§ Aufgabe
Skaliere in dem Abschnitt, der mit der ersten Zeile beginnt und mit der Zeile endet, die „<point>17,602</point>“ enthält, jede Koordinate in den Punktangaben mit dem Faktor 1,3 und runde auf ganze Zahlen, wobei Hälften aufgerundet werden. Gib nur diese Zeilen vollständig wieder und übernimm alle übrigen Zeilen darin unverändert.

[Datensatzzeilen zur Position von Objekten]
================================
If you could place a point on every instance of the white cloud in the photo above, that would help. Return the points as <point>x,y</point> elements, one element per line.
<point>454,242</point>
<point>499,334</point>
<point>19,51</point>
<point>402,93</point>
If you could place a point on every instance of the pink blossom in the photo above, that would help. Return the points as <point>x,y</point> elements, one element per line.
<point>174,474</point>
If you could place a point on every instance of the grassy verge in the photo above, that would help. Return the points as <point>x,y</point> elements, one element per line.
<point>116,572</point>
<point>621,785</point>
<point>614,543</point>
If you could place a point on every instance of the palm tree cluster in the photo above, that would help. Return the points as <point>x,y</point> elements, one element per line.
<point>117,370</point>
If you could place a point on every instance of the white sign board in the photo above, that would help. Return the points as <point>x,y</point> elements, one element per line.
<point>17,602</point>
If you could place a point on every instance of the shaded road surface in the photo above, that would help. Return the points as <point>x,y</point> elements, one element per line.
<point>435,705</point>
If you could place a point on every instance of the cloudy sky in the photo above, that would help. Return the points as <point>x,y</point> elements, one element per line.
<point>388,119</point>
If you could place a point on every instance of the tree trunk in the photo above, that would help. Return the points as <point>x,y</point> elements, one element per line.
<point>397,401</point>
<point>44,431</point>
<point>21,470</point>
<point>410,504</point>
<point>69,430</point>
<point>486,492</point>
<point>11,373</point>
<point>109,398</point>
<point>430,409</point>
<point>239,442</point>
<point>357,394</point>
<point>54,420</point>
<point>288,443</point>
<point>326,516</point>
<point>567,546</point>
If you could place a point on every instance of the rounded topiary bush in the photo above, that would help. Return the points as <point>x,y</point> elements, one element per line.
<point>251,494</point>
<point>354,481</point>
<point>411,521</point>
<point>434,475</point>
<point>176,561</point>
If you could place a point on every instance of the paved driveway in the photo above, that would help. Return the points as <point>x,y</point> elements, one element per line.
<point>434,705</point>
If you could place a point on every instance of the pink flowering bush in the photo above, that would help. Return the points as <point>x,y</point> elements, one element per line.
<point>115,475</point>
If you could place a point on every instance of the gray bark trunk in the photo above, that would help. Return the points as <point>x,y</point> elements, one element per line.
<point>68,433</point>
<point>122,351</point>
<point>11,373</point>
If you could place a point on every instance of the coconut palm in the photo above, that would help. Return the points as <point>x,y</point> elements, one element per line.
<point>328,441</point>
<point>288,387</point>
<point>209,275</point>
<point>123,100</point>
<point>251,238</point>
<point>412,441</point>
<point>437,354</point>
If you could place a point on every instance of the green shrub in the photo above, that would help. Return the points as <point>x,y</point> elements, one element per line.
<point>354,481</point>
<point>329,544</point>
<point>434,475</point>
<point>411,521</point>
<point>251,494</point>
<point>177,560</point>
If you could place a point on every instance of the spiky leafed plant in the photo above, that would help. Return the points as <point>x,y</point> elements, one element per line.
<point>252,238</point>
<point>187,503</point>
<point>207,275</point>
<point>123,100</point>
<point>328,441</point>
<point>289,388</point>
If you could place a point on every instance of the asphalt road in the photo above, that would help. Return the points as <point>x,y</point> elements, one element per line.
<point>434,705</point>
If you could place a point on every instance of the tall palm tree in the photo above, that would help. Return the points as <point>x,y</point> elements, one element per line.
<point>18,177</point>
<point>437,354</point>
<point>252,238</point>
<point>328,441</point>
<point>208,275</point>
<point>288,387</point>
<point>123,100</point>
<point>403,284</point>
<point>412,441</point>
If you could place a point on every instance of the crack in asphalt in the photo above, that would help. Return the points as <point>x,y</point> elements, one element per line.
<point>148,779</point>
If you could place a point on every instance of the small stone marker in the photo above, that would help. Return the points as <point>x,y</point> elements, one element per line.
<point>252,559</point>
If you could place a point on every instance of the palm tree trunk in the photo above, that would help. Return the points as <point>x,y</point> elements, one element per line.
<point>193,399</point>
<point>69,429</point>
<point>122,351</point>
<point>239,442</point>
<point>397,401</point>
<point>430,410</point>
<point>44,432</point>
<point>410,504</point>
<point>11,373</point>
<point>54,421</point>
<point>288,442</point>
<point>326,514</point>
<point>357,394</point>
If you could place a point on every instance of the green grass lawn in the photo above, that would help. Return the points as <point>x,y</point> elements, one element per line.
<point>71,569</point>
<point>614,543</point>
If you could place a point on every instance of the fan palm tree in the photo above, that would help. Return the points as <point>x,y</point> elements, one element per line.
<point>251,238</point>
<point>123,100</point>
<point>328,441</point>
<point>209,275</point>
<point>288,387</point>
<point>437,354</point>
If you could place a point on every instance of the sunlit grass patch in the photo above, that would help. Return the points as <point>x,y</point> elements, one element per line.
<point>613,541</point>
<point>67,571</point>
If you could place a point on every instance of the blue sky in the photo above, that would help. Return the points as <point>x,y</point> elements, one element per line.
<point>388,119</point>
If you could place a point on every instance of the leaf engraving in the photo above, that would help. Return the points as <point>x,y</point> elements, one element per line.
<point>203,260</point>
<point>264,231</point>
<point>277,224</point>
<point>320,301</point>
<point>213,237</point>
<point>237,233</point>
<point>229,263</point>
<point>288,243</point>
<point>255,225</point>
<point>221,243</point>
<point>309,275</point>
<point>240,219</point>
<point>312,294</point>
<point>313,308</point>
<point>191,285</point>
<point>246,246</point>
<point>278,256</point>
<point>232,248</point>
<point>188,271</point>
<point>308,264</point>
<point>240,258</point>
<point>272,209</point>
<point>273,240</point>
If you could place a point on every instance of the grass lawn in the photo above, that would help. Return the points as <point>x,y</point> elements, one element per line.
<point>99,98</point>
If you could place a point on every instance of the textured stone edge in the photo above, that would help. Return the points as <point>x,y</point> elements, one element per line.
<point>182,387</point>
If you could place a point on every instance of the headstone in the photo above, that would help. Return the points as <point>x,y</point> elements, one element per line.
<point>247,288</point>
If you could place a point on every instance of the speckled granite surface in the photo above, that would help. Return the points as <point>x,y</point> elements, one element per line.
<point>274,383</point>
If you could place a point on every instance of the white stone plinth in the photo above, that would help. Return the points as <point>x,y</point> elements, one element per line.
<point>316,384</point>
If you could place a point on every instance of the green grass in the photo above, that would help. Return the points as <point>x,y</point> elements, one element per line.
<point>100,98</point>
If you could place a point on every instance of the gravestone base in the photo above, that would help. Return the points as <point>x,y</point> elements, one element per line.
================================
§ Antwort
If you could place a point on every instance of the white cloud in the photo above, that would help. Return the points as <point>x,y</point> elements, one element per line.
<point>590,315</point>
<point>649,434</point>
<point>25,66</point>
<point>523,121</point>
If you could place a point on every instance of the pink blossom in the photo above, that would help. Return the points as <point>x,y</point> elements, one element per line.
<point>226,616</point>
If you could place a point on every instance of the grassy verge in the photo above, that would help. Return the points as <point>x,y</point> elements, one element per line.
<point>151,744</point>
<point>807,1021</point>
<point>798,706</point>
If you could place a point on every instance of the palm tree cluster in the photo above, that would help. Return the points as <point>x,y</point> elements, one element per line.
<point>152,481</point>
If you could place a point on every instance of the white sign board in the photo above, that would help. Return the points as <point>x,y</point> elements, one element per line.
<point>22,783</point>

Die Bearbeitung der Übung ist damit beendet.